This week, one reader wonders why no one her age tries to pick her up, while another says she's sick of her boyfriend acting like a child. Relationship expert Dr. Gilda Carle cuts through the fluff with her love advice in TODAY.com's "30-second therapist" series.
Q: I'm 29 and haven't had a real boyfriend since college. I've tried online dating and the only people that asked me out were old and creepy. I had my friends (male and female) read my profile and the pictures I posted to make sure they were OK, and everyone said they were good! When I do go out, the only guys that actually come up to me are 45 and up. I'm not picky, but maybe someone in his 30s would be great for once. I'm not fat (at least I don't think so) or hideous. I have fun when I'm out, I go to the gym, and my job is secure. What's wrong??
Our chronological age is one thing, but it’s the “image age” we radiate that exposes who we are and attracts our partners. “Image age” is my term for the age we project, independent of the age we are. There are young people who impersonate couch potatoes, and older folks with chronological ages you’d never believe. A person feels most in sync with a mate of a similar image age!

### Data section
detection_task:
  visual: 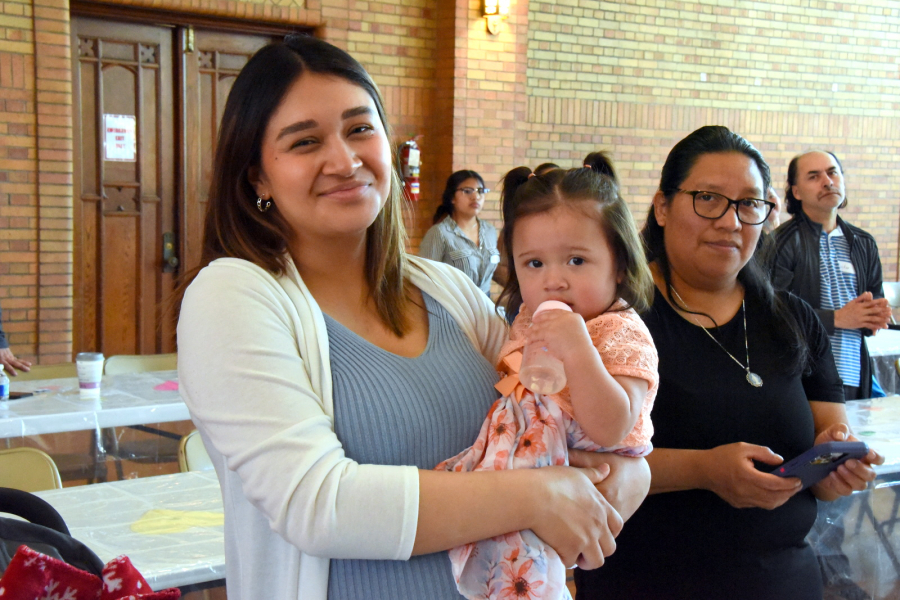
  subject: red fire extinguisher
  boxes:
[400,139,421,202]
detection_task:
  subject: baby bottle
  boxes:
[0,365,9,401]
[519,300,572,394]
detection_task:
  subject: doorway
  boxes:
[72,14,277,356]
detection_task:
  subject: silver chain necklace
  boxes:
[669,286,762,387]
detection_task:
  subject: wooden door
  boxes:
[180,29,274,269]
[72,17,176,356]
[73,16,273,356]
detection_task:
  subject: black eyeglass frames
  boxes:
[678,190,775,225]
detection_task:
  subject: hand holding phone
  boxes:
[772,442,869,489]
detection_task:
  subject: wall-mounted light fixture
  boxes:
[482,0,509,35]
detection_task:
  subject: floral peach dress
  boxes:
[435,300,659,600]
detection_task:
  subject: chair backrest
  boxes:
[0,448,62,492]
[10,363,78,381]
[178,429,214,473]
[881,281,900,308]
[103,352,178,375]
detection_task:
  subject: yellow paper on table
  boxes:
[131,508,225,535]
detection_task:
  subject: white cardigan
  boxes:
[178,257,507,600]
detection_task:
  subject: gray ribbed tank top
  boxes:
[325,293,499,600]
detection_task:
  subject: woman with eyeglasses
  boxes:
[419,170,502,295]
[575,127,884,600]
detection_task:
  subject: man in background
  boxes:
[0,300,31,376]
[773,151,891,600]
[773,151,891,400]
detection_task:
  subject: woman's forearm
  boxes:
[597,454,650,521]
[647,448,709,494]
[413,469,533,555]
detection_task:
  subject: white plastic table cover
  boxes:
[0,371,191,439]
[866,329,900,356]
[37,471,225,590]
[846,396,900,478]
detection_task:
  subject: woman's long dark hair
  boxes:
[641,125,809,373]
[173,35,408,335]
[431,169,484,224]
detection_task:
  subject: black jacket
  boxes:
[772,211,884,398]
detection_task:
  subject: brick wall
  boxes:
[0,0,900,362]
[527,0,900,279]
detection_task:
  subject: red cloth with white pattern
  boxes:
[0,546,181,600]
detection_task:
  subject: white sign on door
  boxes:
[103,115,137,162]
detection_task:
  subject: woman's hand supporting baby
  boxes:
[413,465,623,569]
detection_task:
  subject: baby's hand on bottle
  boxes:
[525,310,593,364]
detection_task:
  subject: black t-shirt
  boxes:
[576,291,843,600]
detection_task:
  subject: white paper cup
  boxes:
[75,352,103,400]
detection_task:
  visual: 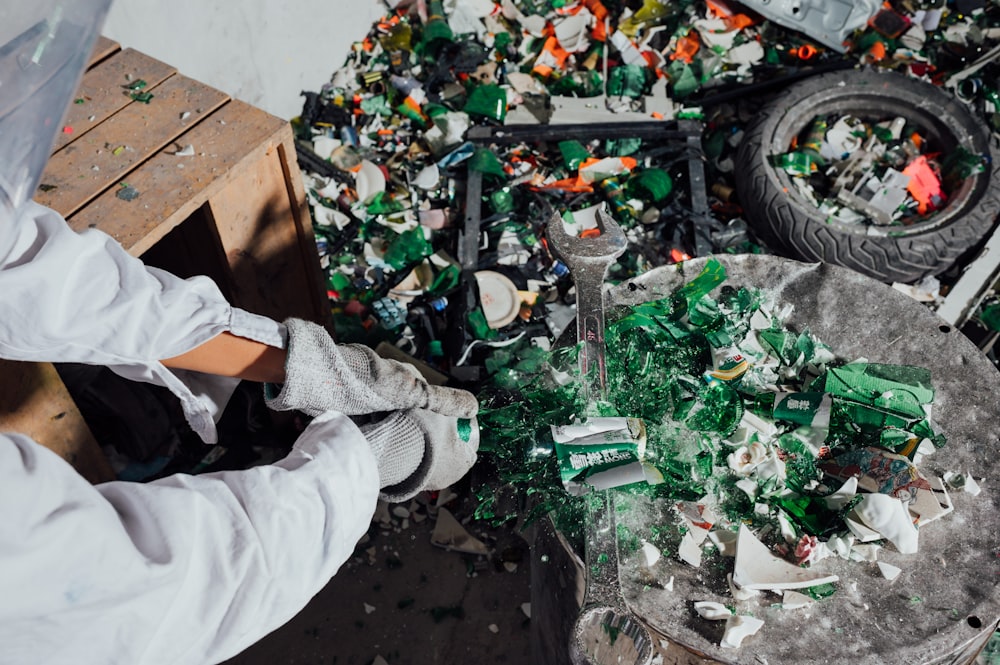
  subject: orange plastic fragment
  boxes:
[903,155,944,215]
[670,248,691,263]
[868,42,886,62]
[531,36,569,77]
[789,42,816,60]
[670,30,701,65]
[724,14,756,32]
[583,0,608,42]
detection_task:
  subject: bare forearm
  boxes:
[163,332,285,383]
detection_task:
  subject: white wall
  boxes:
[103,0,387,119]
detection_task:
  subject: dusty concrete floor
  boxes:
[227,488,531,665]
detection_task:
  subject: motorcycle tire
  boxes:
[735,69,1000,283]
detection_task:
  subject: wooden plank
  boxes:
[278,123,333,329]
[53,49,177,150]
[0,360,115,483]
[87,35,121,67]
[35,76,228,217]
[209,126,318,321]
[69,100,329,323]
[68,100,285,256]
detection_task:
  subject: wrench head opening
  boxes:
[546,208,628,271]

### Actions to take
1 > In the advice column, what is "image age"?
2 > Write out the advice column's text between "Q: I'm 29 and" and "secure. What's wrong??", inclusive.

### Exercise answers
1 > The age a person projects, independent of the age they are.

2 >
Q: I'm 29 and haven't had a real boyfriend since college. I've tried online dating and the only people that asked me out were old and creepy. I had my friends (male and female) read my profile and the pictures I posted to make sure they were OK, and everyone said they were good! When I do go out, the only guys that actually come up to me are 45 and up. I'm not picky, but maybe someone in his 30s would be great for once. I'm not fat (at least I don't think so) or hideous. I have fun when I'm out, I go to the gym, and my job is secure. What's wrong??